TASK:
Extract the listing lines starting at the one containing "Args: query, the phrase to segment: window" and ending after the one containing "Returns: the outline of every instance of the window", reproducing them without any change.
## BEGIN
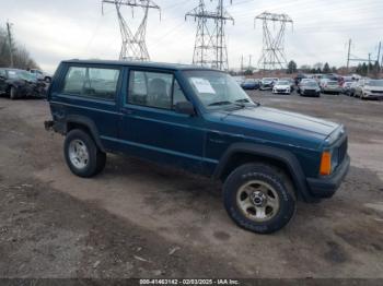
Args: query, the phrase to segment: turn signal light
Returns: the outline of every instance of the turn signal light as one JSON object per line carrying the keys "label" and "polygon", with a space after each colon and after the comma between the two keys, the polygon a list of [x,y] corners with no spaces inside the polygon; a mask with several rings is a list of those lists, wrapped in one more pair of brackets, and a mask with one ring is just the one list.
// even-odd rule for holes
{"label": "turn signal light", "polygon": [[332,172],[332,154],[326,151],[322,153],[320,174],[323,176],[327,176],[330,172]]}

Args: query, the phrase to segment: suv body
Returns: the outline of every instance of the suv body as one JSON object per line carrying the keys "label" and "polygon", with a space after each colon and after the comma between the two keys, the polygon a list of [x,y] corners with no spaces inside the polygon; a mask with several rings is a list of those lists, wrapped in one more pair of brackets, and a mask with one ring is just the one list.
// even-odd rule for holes
{"label": "suv body", "polygon": [[62,61],[48,91],[65,155],[91,177],[126,153],[223,182],[234,222],[271,233],[295,198],[334,194],[349,167],[341,124],[253,103],[227,73],[179,64]]}
{"label": "suv body", "polygon": [[259,90],[260,91],[272,90],[274,83],[275,83],[274,78],[264,78],[260,80]]}
{"label": "suv body", "polygon": [[51,75],[44,72],[44,71],[40,71],[40,70],[37,70],[37,69],[30,69],[28,70],[32,74],[36,75],[37,80],[40,80],[40,81],[45,81],[45,82],[50,82],[51,81]]}
{"label": "suv body", "polygon": [[360,80],[353,94],[361,99],[383,99],[383,80]]}

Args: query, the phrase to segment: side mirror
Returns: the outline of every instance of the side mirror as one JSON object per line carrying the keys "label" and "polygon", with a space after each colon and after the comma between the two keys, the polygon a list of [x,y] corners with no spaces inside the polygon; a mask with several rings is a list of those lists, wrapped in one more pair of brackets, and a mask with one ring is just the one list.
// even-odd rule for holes
{"label": "side mirror", "polygon": [[174,110],[178,114],[194,116],[196,110],[190,102],[179,102],[174,106]]}

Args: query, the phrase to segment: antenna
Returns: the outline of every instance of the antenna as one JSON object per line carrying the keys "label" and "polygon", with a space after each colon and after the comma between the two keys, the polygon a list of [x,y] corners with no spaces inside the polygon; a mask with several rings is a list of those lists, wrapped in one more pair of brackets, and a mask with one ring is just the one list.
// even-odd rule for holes
{"label": "antenna", "polygon": [[[264,70],[286,69],[285,32],[287,24],[293,21],[287,14],[274,14],[264,12],[254,19],[254,23],[260,20],[263,23],[263,50],[258,65]],[[272,29],[270,28],[272,24]]]}
{"label": "antenna", "polygon": [[[213,12],[207,11],[204,0],[200,0],[195,9],[185,14],[185,20],[188,16],[197,21],[193,63],[229,70],[224,25],[227,21],[234,24],[234,19],[224,9],[223,0],[218,1]],[[208,20],[213,20],[214,26],[208,25]]]}
{"label": "antenna", "polygon": [[[104,3],[114,4],[117,12],[119,31],[121,34],[121,50],[119,52],[120,60],[134,60],[134,61],[149,61],[149,52],[146,43],[147,22],[149,9],[161,10],[158,4],[151,0],[102,0],[102,11],[104,10]],[[121,14],[121,5],[131,8],[134,16],[134,8],[140,7],[143,9],[143,16],[137,32],[132,34],[125,17]]]}

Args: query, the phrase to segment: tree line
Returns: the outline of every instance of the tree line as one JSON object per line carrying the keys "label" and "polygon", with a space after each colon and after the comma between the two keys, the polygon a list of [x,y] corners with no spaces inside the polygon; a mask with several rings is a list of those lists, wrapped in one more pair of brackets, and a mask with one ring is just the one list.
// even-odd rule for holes
{"label": "tree line", "polygon": [[[13,67],[11,67],[11,51],[13,55]],[[31,57],[27,49],[8,37],[7,29],[0,26],[0,68],[15,69],[39,69],[38,64]]]}

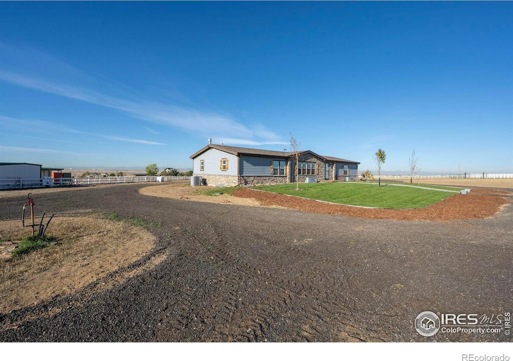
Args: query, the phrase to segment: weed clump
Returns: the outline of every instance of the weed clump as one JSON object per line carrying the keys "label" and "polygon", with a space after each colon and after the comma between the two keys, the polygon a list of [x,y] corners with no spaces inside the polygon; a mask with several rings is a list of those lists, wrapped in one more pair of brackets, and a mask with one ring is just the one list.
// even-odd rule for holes
{"label": "weed clump", "polygon": [[12,252],[12,255],[15,257],[21,256],[46,248],[58,240],[53,236],[40,236],[36,234],[27,236],[18,243],[18,246]]}

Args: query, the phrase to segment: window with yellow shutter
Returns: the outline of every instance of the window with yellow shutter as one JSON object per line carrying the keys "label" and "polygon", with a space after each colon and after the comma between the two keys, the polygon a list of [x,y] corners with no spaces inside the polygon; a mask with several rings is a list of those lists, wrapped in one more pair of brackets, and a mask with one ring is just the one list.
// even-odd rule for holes
{"label": "window with yellow shutter", "polygon": [[219,169],[228,170],[228,158],[222,158],[219,161]]}

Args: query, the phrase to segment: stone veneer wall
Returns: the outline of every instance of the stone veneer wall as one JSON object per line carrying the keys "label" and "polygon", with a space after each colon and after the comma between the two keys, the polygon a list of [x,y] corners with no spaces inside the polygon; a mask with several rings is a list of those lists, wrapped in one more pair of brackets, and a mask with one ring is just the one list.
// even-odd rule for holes
{"label": "stone veneer wall", "polygon": [[241,185],[268,185],[289,183],[287,176],[241,176]]}
{"label": "stone veneer wall", "polygon": [[[314,162],[316,164],[315,165],[315,174],[312,174],[311,175],[306,175],[306,176],[298,176],[298,178],[299,179],[300,183],[304,183],[306,180],[307,177],[317,177],[317,181],[320,182],[321,181],[324,180],[324,170],[325,170],[325,165],[324,162],[321,160],[315,157],[313,157],[310,155],[308,155],[307,156],[303,155],[302,157],[299,157],[299,161],[301,162]],[[290,172],[290,183],[295,183],[295,160],[293,159],[290,161],[289,163],[290,163],[290,167],[289,171]]]}
{"label": "stone veneer wall", "polygon": [[207,185],[233,187],[239,185],[239,176],[221,176],[210,174],[193,174],[200,176],[202,179],[207,180]]}

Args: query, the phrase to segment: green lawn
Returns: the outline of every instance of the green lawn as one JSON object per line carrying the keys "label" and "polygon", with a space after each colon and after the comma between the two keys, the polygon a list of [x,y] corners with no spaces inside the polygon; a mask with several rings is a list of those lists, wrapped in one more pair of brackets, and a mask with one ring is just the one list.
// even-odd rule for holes
{"label": "green lawn", "polygon": [[[383,182],[381,181],[381,184],[383,184],[383,183],[387,184],[386,182]],[[416,183],[395,183],[398,184],[404,184],[405,185],[416,185],[419,187],[425,187],[426,188],[433,188],[438,189],[447,189],[447,191],[455,191],[456,192],[460,192],[462,189],[465,189],[465,188],[461,188],[461,187],[448,187],[445,185],[436,185],[435,184],[423,184],[421,183],[418,184]]]}
{"label": "green lawn", "polygon": [[393,185],[355,183],[300,183],[253,187],[255,189],[342,204],[378,208],[421,208],[455,194],[447,192]]}

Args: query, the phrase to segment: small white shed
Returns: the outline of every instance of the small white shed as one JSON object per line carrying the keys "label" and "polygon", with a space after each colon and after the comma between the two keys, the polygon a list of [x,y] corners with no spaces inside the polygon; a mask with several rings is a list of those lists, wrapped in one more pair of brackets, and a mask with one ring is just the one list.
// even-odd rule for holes
{"label": "small white shed", "polygon": [[41,165],[29,163],[0,163],[0,179],[39,179]]}

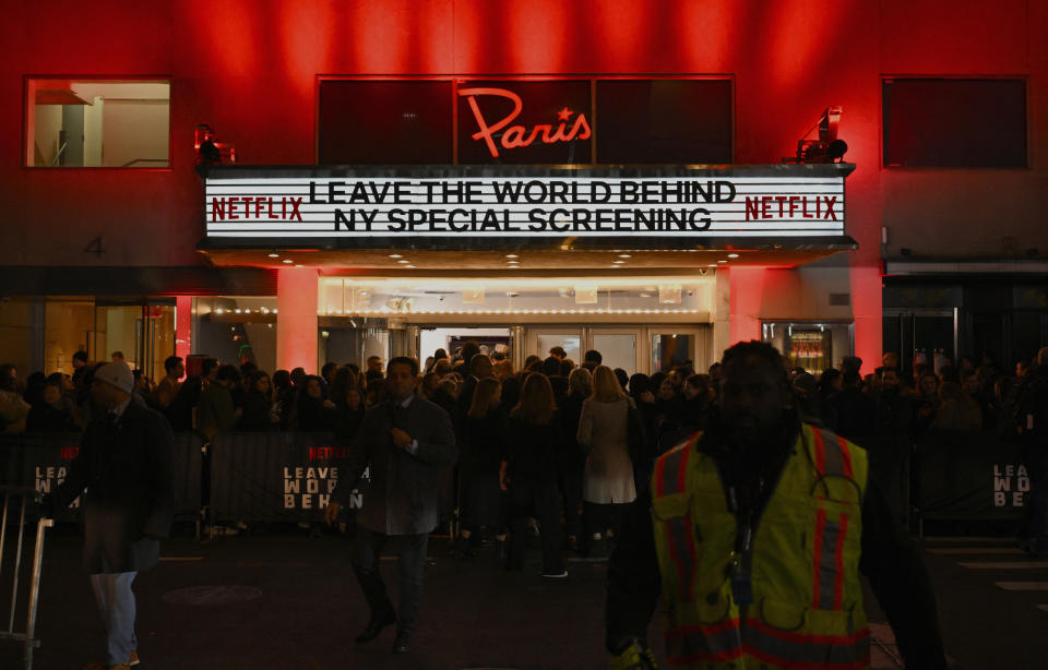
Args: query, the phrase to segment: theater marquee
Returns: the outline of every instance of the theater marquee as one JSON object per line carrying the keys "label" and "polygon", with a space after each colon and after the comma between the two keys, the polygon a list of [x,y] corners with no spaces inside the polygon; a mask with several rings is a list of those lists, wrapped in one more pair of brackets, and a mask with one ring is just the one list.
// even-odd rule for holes
{"label": "theater marquee", "polygon": [[[212,170],[209,238],[819,238],[854,166]],[[740,174],[741,172],[741,174]],[[752,174],[747,174],[752,172]]]}

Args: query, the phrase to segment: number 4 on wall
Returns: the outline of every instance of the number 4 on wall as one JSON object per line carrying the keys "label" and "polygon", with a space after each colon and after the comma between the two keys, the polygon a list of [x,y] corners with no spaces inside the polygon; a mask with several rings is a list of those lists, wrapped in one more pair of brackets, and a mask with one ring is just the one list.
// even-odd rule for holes
{"label": "number 4 on wall", "polygon": [[87,242],[87,247],[84,249],[84,252],[93,253],[96,256],[100,256],[102,254],[104,254],[106,250],[102,248],[102,238],[96,237],[95,239]]}

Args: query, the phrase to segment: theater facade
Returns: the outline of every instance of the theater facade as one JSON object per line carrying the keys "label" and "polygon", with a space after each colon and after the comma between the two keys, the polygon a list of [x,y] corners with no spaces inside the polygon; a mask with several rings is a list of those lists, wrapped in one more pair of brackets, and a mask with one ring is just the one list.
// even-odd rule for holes
{"label": "theater facade", "polygon": [[651,373],[765,339],[819,371],[1048,342],[1043,10],[630,8],[21,5],[0,358],[158,379],[477,339]]}

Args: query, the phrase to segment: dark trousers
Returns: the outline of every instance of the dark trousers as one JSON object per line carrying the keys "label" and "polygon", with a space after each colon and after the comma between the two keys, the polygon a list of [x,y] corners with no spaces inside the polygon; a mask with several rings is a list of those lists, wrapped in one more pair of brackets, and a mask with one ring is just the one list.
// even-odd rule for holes
{"label": "dark trousers", "polygon": [[576,538],[582,533],[582,467],[561,474],[561,488],[564,492],[564,533]]}
{"label": "dark trousers", "polygon": [[563,541],[560,528],[560,488],[557,480],[513,481],[510,484],[510,547],[507,566],[519,570],[524,564],[527,546],[527,518],[534,515],[541,526],[543,572],[558,574],[564,570]]}
{"label": "dark trousers", "polygon": [[626,515],[626,509],[629,504],[630,503],[585,503],[586,541],[592,541],[593,536],[597,533],[605,536],[608,530],[611,531],[612,536],[618,537],[619,528],[622,525],[622,517]]}
{"label": "dark trousers", "polygon": [[1026,468],[1029,472],[1028,539],[1034,542],[1038,557],[1048,557],[1048,448],[1027,450]]}
{"label": "dark trousers", "polygon": [[422,576],[426,570],[426,546],[429,534],[389,536],[357,526],[353,540],[353,571],[371,607],[371,617],[383,617],[393,611],[393,603],[382,581],[381,554],[385,542],[394,538],[397,545],[396,569],[397,591],[396,635],[410,637],[415,633],[415,620],[418,603],[422,596]]}

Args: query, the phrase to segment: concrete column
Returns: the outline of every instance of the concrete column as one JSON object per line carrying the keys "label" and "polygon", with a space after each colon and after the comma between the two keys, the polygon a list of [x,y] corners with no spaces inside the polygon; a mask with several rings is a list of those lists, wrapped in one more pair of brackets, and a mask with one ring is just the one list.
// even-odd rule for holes
{"label": "concrete column", "polygon": [[855,318],[855,355],[862,359],[861,372],[868,374],[881,364],[884,354],[881,268],[876,265],[853,265],[849,275],[851,313]]}
{"label": "concrete column", "polygon": [[193,352],[193,297],[175,297],[175,356],[184,361]]}
{"label": "concrete column", "polygon": [[[738,342],[761,338],[761,301],[764,297],[764,267],[731,267],[727,271],[730,284],[729,346]],[[720,358],[723,349],[717,352]]]}
{"label": "concrete column", "polygon": [[276,367],[317,374],[317,271],[276,272]]}

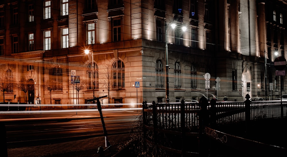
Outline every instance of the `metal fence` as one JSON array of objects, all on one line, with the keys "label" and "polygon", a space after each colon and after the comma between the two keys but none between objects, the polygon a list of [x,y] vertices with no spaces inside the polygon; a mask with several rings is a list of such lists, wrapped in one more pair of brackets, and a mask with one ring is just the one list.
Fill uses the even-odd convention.
[{"label": "metal fence", "polygon": [[[191,146],[184,142],[181,144],[174,145],[170,144],[167,146],[166,141],[159,139],[159,137],[162,136],[166,137],[171,135],[188,140],[192,138],[192,137],[200,136],[200,122],[197,114],[200,111],[199,104],[182,102],[154,102],[149,105],[144,104],[144,135],[147,141],[166,151],[180,153],[182,155],[199,155],[197,148],[194,149],[195,151],[190,151],[189,148],[189,151],[184,150],[189,149],[185,148]],[[216,125],[222,126],[245,121],[286,117],[287,101],[253,102],[250,104],[250,110],[249,106],[247,108],[245,106],[243,102],[217,102]]]}]

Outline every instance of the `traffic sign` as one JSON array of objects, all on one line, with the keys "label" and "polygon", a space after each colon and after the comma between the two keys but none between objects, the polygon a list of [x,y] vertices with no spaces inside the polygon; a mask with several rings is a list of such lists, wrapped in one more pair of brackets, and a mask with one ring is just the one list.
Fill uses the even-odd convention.
[{"label": "traffic sign", "polygon": [[285,76],[285,70],[276,70],[275,72],[275,76]]},{"label": "traffic sign", "polygon": [[76,78],[75,79],[74,82],[76,83],[80,83],[80,76],[77,76],[76,77]]},{"label": "traffic sign", "polygon": [[135,87],[137,88],[139,88],[139,82],[135,82]]},{"label": "traffic sign", "polygon": [[274,67],[277,70],[283,70],[286,67],[286,60],[284,57],[279,56],[274,60]]},{"label": "traffic sign", "polygon": [[73,76],[76,75],[76,70],[71,70],[71,75]]},{"label": "traffic sign", "polygon": [[206,73],[204,74],[204,79],[205,80],[208,80],[210,78],[210,74],[208,73]]}]

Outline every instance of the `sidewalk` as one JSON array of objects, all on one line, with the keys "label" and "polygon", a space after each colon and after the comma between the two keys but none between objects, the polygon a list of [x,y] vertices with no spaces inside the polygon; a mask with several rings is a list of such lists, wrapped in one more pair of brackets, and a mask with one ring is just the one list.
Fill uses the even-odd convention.
[{"label": "sidewalk", "polygon": [[131,139],[129,134],[111,135],[108,137],[112,146],[104,151],[103,156],[97,152],[99,147],[106,148],[105,137],[101,136],[49,145],[8,149],[8,156],[112,156]]}]

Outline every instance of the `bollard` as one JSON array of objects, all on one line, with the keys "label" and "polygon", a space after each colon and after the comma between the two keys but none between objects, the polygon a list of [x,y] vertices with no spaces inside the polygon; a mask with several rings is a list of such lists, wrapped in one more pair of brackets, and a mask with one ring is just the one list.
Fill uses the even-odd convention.
[{"label": "bollard", "polygon": [[6,129],[4,123],[0,123],[0,154],[1,156],[8,156],[7,151],[7,142],[6,141]]}]

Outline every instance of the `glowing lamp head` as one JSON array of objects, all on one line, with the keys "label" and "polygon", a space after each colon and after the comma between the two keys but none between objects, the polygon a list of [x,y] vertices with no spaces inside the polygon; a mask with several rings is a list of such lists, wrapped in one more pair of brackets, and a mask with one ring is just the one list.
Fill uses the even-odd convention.
[{"label": "glowing lamp head", "polygon": [[90,51],[88,50],[85,50],[85,53],[86,54],[88,54],[90,53]]}]

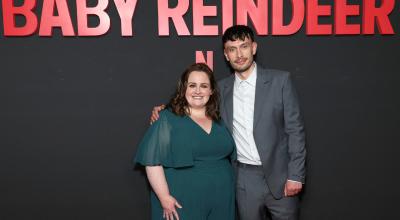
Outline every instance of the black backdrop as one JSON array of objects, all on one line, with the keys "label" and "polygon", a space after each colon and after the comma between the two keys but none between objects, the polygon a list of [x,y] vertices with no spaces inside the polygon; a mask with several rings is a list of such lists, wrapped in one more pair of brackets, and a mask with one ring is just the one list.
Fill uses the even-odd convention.
[{"label": "black backdrop", "polygon": [[[159,37],[156,1],[138,1],[134,37],[120,36],[112,2],[107,11],[101,37],[0,29],[0,219],[149,219],[149,188],[130,161],[152,106],[166,102],[196,50],[214,51],[217,78],[229,74],[220,36],[178,37],[172,27]],[[397,33],[399,4],[390,19]],[[257,41],[258,63],[292,72],[300,94],[301,219],[399,219],[399,36],[307,36],[303,26]]]}]

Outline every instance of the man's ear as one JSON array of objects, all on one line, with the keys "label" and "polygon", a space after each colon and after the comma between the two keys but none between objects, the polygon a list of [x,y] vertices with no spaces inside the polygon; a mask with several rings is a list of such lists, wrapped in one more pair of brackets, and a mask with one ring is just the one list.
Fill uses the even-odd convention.
[{"label": "man's ear", "polygon": [[251,43],[251,46],[253,47],[253,56],[254,56],[257,53],[257,42],[253,41],[253,43]]},{"label": "man's ear", "polygon": [[225,59],[226,59],[226,61],[228,61],[229,62],[229,58],[228,58],[228,55],[224,52],[224,56],[225,56]]}]

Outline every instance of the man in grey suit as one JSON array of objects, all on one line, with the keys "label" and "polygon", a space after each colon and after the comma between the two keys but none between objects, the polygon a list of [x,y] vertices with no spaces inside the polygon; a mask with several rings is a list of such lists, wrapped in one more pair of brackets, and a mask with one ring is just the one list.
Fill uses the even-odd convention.
[{"label": "man in grey suit", "polygon": [[[219,82],[221,117],[237,147],[236,200],[241,220],[298,218],[305,178],[305,134],[290,74],[254,61],[257,43],[243,25],[228,28],[224,55],[234,74]],[[155,107],[151,120],[157,120]]]},{"label": "man in grey suit", "polygon": [[297,219],[305,178],[305,133],[288,72],[254,61],[257,43],[243,25],[228,28],[224,55],[234,74],[219,82],[221,117],[237,147],[241,220]]}]

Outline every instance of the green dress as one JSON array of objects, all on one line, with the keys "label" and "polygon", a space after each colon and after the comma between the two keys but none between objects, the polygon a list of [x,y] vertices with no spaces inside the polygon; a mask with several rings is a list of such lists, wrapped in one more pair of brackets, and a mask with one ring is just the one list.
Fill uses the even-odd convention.
[{"label": "green dress", "polygon": [[[181,220],[233,220],[235,218],[235,159],[232,136],[223,122],[212,122],[206,133],[188,116],[169,110],[147,130],[135,162],[162,165],[170,194],[182,205]],[[153,220],[163,219],[163,209],[151,192]]]}]

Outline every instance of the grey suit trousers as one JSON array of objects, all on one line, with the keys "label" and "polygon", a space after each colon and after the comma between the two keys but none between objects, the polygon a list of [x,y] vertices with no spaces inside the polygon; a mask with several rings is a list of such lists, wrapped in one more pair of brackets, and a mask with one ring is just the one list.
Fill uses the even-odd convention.
[{"label": "grey suit trousers", "polygon": [[298,219],[298,196],[274,198],[261,166],[237,167],[236,199],[240,220]]}]

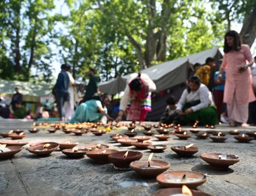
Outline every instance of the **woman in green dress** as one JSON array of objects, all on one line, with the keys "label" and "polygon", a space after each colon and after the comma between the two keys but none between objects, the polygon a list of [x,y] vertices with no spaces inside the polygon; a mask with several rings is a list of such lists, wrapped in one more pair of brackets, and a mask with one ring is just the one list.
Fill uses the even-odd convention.
[{"label": "woman in green dress", "polygon": [[74,115],[66,123],[98,122],[101,121],[103,116],[106,116],[109,120],[113,120],[114,119],[108,115],[105,107],[105,103],[108,102],[108,97],[104,96],[102,98],[103,106],[99,101],[100,99],[94,98],[80,104],[76,109]]},{"label": "woman in green dress", "polygon": [[201,83],[197,76],[189,80],[189,87],[184,90],[177,104],[176,112],[180,115],[178,123],[183,125],[215,125],[218,123],[218,112],[212,101],[211,92]]}]

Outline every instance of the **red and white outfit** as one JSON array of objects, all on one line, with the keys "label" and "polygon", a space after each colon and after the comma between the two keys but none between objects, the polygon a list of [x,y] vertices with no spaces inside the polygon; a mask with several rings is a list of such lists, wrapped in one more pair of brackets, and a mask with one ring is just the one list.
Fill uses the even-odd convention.
[{"label": "red and white outfit", "polygon": [[[141,74],[142,89],[136,92],[131,91],[129,84],[137,78],[137,73],[130,75],[125,93],[120,101],[119,109],[125,111],[127,120],[144,121],[148,111],[151,111],[151,92],[156,90],[156,85],[146,74]],[[148,104],[147,104],[148,103]]]}]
## END
OUTPUT:
Args: query, the phrase to segment: window with yellow shutter
Returns: the outline of every instance of the window with yellow shutter as one JSON object per line carrying the keys "label" and "polygon", with a space after each colon and after the comma between the two keys, the polygon a list of [x,y] corners with no spaces inside the polygon; a mask with several rings is a list of those lists, wrapped in one more pair of brackets, and a mask with one ring is just the one list.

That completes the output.